▶ [Dataset records]
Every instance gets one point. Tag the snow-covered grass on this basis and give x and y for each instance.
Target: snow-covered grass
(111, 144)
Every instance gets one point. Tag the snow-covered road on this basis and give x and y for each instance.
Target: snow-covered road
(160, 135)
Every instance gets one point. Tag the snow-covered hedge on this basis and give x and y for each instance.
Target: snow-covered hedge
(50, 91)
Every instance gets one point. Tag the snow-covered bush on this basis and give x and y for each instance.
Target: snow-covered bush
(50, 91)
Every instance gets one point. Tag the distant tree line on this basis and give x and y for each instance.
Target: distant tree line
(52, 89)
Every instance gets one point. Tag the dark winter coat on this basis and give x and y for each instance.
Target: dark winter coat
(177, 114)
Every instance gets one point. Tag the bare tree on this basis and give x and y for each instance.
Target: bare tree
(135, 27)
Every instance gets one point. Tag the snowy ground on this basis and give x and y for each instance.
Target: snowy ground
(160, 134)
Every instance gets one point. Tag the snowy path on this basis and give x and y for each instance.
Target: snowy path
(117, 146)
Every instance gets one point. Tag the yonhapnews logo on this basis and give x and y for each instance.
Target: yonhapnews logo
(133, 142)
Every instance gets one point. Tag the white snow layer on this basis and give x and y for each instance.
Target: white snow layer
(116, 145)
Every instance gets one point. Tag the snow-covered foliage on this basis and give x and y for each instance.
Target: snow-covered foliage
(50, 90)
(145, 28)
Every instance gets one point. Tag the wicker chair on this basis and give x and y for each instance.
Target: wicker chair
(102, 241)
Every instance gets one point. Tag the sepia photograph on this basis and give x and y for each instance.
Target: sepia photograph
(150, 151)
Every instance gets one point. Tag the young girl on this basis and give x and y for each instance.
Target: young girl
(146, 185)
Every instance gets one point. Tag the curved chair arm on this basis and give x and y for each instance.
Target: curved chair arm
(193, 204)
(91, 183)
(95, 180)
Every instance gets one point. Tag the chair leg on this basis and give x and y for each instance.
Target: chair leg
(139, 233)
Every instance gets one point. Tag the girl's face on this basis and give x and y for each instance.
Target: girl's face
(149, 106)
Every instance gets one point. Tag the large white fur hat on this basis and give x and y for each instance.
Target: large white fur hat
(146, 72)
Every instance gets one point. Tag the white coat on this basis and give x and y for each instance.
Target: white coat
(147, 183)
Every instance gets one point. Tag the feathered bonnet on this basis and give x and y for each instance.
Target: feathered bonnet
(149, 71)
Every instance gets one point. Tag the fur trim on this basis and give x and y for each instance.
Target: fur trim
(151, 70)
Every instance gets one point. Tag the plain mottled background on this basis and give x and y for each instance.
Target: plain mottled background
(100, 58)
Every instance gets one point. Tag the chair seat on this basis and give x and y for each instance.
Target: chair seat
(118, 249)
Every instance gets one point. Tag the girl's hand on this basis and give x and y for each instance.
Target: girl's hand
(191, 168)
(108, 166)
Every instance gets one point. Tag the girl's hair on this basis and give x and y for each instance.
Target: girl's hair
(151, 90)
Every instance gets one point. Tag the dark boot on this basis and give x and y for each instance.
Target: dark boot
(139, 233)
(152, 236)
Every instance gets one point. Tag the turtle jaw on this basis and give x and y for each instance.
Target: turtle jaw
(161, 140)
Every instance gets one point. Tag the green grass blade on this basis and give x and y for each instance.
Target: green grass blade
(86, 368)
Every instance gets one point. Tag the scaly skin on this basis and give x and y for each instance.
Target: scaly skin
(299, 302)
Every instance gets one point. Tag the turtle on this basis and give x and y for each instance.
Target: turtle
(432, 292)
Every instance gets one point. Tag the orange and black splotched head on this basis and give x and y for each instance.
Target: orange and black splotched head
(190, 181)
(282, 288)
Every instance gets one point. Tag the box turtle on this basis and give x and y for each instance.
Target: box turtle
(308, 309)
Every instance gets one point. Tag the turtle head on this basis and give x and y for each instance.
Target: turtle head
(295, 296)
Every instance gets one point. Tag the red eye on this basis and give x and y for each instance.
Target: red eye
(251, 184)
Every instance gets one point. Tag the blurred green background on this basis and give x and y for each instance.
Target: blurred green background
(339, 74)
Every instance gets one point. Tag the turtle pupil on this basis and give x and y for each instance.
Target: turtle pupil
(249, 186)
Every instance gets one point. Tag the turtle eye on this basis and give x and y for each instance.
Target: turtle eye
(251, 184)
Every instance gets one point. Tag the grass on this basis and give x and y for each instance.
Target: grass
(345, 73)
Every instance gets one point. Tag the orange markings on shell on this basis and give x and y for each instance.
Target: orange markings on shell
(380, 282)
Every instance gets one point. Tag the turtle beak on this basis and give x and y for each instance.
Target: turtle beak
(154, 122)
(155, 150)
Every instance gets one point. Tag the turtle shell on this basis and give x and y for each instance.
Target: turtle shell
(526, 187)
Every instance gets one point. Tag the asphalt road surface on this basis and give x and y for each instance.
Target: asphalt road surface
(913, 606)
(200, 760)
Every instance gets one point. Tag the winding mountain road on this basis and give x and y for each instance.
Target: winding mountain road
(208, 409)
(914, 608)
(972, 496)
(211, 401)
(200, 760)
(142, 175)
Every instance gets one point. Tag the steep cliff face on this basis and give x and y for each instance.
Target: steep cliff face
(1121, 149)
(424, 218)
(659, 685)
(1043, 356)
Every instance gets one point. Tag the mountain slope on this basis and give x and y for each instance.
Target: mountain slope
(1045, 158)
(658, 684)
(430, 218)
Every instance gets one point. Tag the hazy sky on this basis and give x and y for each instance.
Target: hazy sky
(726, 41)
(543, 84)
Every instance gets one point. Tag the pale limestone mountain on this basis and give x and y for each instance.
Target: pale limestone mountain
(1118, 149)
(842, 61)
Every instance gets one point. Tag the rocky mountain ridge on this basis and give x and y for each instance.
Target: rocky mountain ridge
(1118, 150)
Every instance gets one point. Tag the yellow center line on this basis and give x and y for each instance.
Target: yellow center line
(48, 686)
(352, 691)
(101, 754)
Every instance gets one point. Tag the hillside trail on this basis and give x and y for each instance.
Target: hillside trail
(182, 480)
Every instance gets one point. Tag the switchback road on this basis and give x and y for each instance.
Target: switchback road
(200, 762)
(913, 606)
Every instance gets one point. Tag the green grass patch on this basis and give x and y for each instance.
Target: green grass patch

▶ [Direction] Please render every line of the entries above as a JSON list of strings, one string per line, with blank lines omitted.

▶ [Response]
[
  "Every instance gets one point. Tag the snow-covered grass on this basis and give x and y for each instance.",
  "Target: snow-covered grass",
  "(111, 144)",
  "Every instance gets one point. Tag the snow-covered road on this basis and give x and y for each instance.",
  "Target: snow-covered road",
  "(160, 135)",
  "Every instance gets one point. Tag the snow-covered hedge on this basis and give x and y for each instance.",
  "Target: snow-covered hedge",
  "(50, 91)",
  "Every instance gets one point. Tag the snow-covered bush on this basis and give x and y for each instance.",
  "Target: snow-covered bush",
  "(50, 91)",
  "Every instance gets one point. Tag the distant tree line on this basis and give x and y for each instance.",
  "Target: distant tree line",
  "(52, 89)",
  "Every instance gets one point. Tag the dark winter coat on this basis and give x and y for each instance.",
  "Target: dark winter coat",
  "(177, 114)",
  "Every instance gets one point. Tag the bare tree on this basis and give x and y for each instance.",
  "Target: bare tree",
  "(135, 27)",
  "Every instance gets one point. Tag the snowy ground on this basis and give x and y for each instance.",
  "Target: snowy ground",
  "(160, 134)",
  "Every instance gets one point. Tag the snowy path on this basis and give x and y for each instance.",
  "Target: snowy path",
  "(117, 146)",
  "Every instance gets one point. Tag the yonhapnews logo on this basis and give x and y for each instance.",
  "Target: yonhapnews logo",
  "(133, 142)",
  "Every instance gets one point. Tag the white snow layer on this basis and give x and y for each instance.",
  "Target: white snow layer",
  "(116, 145)",
  "Every instance gets one point. Tag the snow-covered foliage on this basis and give x and y for each instance.",
  "Target: snow-covered foliage",
  "(50, 90)",
  "(145, 28)",
  "Every instance gets one point. Tag the wicker chair on this basis and give x and y for each instance.",
  "Target: wicker chair",
  "(102, 241)",
  "Every instance gets one point. Tag the sepia photograph on this basis and give x and y for each instance.",
  "Target: sepia photograph",
  "(150, 151)",
  "Every instance gets one point. Tag the young girl on this basis and give x and y for each instance.",
  "Target: young girl",
  "(146, 185)",
  "Every instance gets one point. Tag the curved chair arm on this basis and give x and y for each instance.",
  "Target: curved chair arm",
  "(193, 204)",
  "(91, 183)",
  "(95, 180)",
  "Every instance gets one point. Tag the chair leg on this basis and give x and y for each instance.",
  "Target: chair leg",
  "(139, 233)",
  "Every instance gets one point. Tag the girl's face on this basis and give x and y for each instance.",
  "Target: girl's face",
  "(149, 106)",
  "Every instance gets one point. Tag the large white fur hat on this basis and give x and y for each instance.",
  "Target: large white fur hat",
  "(146, 72)",
  "Every instance gets one point. Tag the white coat on this basis and give x and y for each instance.",
  "Target: white coat",
  "(147, 183)",
  "Every instance gets one point. Tag the feathered bonnet on this basis and give x and y for each instance.",
  "Target: feathered bonnet",
  "(149, 71)",
  "Every instance gets one point. Tag the fur trim on this basis and give x and y for each instance.",
  "Target: fur trim",
  "(151, 70)",
  "Every instance gets one point. Tag the plain mottled background on this basis and give x and y for each instance.",
  "Target: plain mottled background",
  "(100, 58)",
  "Every instance gets one point. Tag the chair seat on this basis and give x and y for each instance.",
  "Target: chair seat",
  "(118, 249)",
  "Every instance gets one point. Tag the girl's hand on this basis and give x and y for each instance.",
  "Target: girl's hand",
  "(191, 168)",
  "(108, 166)",
  "Every instance gets one point. Tag the girl's hair on this basis and give x and y for each instance.",
  "Target: girl's hair",
  "(151, 90)",
  "Every instance gets one point. Tag the dark boot on this basis and give x and y for each instance.",
  "Target: dark boot",
  "(139, 233)",
  "(152, 236)",
  "Every instance gets one point. Tag the turtle jaw on this basis and give x and y for each instance.",
  "Target: turtle jaw",
  "(161, 140)",
  "Every instance gets one point. Tag the green grass blade on this basis and give x and y for each instance.",
  "Target: green grass blade",
  "(86, 368)",
  "Every instance gets one point. Tag the scaly skin on this basis and give x and y for each instance.",
  "Target: scaly skin",
  "(299, 302)",
  "Every instance gets one point. Tag the turtle on this basis and give x and y for each instance.",
  "Target: turtle",
  "(432, 292)",
  "Every instance gets one point. Tag the orange and black splotched head on this basis and give x and y for each instance.",
  "Target: orange and black splotched head",
  "(190, 181)",
  "(282, 288)",
  "Every instance gets one point. Tag the box turtle on this basis and give x and y for each instance.",
  "Target: box turtle",
  "(308, 309)",
  "Every instance gets one point. Tag the turtle head on this basis and give x and y for each instance.",
  "Target: turtle head",
  "(295, 296)",
  "Every instance gets one point. Tag the red eye on this basis and give x and y for each instance.",
  "Target: red eye",
  "(251, 184)",
  "Every instance gets one point. Tag the blurred green background on this basis and give x and y for each instance.",
  "Target: blurred green background",
  "(339, 74)",
  "Every instance gets one point. Tag the turtle pupil on this basis and give x and y for each instance.",
  "Target: turtle pupil",
  "(249, 186)",
  "Every instance gets one point. Tag the turtle eye on this basis and give x and y for each instance.",
  "Target: turtle eye",
  "(251, 184)",
  "Every instance gets one point. Tag the grass on this basis and give x and y for each instance.",
  "Target: grass",
  "(345, 73)",
  "Every instance gets one point. Tag the orange markings on shell on this basis and give x and y for each instance.",
  "Target: orange markings on shell",
  "(380, 282)",
  "Every instance gets one point. Tag the turtle beak on this basis and give x and y for each instance.",
  "Target: turtle beak",
  "(154, 122)",
  "(155, 150)",
  "Every instance gets one point. Tag the turtle shell on this basis and give x and y for each instance.",
  "Target: turtle shell",
  "(526, 187)",
  "Every instance gets one point. Tag the asphalt road surface on this basis and give x and y for each instance.",
  "Target: asphalt road surface",
  "(913, 606)",
  "(200, 760)",
  "Every instance gets one point. Tag the winding mountain road on this basis and give x and y for each instance.",
  "Target: winding mountain road",
  "(208, 409)",
  "(914, 608)",
  "(972, 496)",
  "(211, 401)",
  "(200, 760)",
  "(142, 175)",
  "Every instance gets one point. Tag the steep cliff face on this basis and give x and y for each instance.",
  "Target: steep cliff face",
  "(1121, 149)",
  "(424, 218)",
  "(659, 685)",
  "(1043, 356)",
  "Every instance gets one point. Tag the mountain slope on this basis and give x and y for each instance.",
  "Target: mountain slope",
  "(1045, 158)",
  "(658, 684)",
  "(430, 218)",
  "Every instance gets one point. Tag the hazy sky on this basis and give x and y for each instance.",
  "Target: hazy sky",
  "(726, 41)",
  "(543, 84)",
  "Every instance gets one point. Tag the pale limestone mountain on this basis and give x and y for each instance.",
  "Target: pale limestone mountain",
  "(1118, 149)",
  "(842, 61)",
  "Every instance gets one point. Tag the rocky mountain ridge on this basis and give x and y for each instance.",
  "Target: rocky mountain ridge",
  "(1118, 150)",
  "Every instance gets one point. Tag the yellow center line on this basis and give x and y for each instance.",
  "Target: yellow center line",
  "(48, 686)",
  "(352, 691)",
  "(101, 754)",
  "Every instance gets one point. Tag the hillside trail on this basis and give x and y for each instance.",
  "Target: hillside trail",
  "(182, 480)",
  "Every instance gets one point. Tag the switchback road on this basis and give x and y for each instance.",
  "Target: switchback road",
  "(200, 762)",
  "(913, 606)",
  "Every instance gets one point. Tag the green grass patch on this basis and give x and y for each instance.",
  "Target: green grass patch"
]